What you will do: No pictures belong in the copy. Restate the rest of the data exactly.

Excerpted data:
• • • •
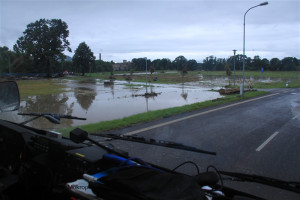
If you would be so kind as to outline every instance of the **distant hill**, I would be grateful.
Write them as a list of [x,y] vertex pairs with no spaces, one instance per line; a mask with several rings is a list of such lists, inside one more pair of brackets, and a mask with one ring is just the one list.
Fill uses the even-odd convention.
[[[65,55],[66,56],[66,59],[65,59],[65,61],[72,61],[72,57],[70,57],[70,56],[67,56],[67,55]],[[57,61],[58,62],[60,62],[61,61],[61,59],[60,58],[58,58],[57,59]]]
[[72,61],[72,57],[66,55],[66,61]]

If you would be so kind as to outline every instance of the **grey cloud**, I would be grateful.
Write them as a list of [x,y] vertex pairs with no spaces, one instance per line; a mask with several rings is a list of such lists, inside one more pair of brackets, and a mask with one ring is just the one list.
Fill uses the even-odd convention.
[[[95,55],[102,52],[109,60],[177,53],[197,60],[209,55],[229,57],[232,49],[242,50],[245,11],[261,2],[1,0],[0,41],[11,48],[28,23],[61,18],[69,26],[73,51],[85,41]],[[251,10],[246,18],[246,53],[300,57],[299,10],[298,0],[271,0]]]

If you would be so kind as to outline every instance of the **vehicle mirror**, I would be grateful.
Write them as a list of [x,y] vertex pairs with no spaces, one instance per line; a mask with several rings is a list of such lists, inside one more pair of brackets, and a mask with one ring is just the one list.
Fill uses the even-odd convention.
[[0,113],[18,110],[20,93],[15,81],[0,82]]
• • • •
Answer:
If you would be so kind as to outline every instance of the **distant hill**, I would be grateful.
Write them as a list of [x,y] vertex pairs with no spaces, one instance per line; a mask with several rings is a list of such lists, inside one more pair of brackets, and a mask with one ring is just the one list.
Fill uses the even-odd convention.
[[[65,55],[66,56],[66,59],[65,59],[65,61],[72,61],[72,57],[70,57],[70,56],[67,56],[67,55]],[[57,61],[58,62],[60,62],[61,61],[61,59],[60,58],[58,58],[57,59]]]
[[72,61],[72,57],[66,55],[66,61]]

If you would be so kind as to outline every instance of the **grey cloud**, I would be grateful.
Write them as a list of [x,y] vertex pairs with no spaces, one instance per line; a mask with several rings is a list of such lists, inside one more pair of brackets, and a mask with one ring is just the one list.
Fill uses the even-odd convention.
[[[95,55],[102,52],[109,60],[177,53],[197,60],[209,55],[229,57],[232,49],[242,50],[245,11],[261,2],[1,0],[0,41],[11,48],[28,23],[61,18],[69,26],[73,51],[85,41]],[[251,10],[246,18],[246,53],[300,57],[299,10],[298,0],[271,0]]]

If you would be so kind as to outline every instance of the **vehicle mirror**, I would be grateful.
Write them as a list of [x,y] vertex pairs with no spaces, one instance per line; a mask with several rings is a list of such lists, inside one more pair of brackets, and a mask with one ring is just the one list.
Fill uses the even-odd convention.
[[0,113],[18,110],[20,93],[15,81],[0,82]]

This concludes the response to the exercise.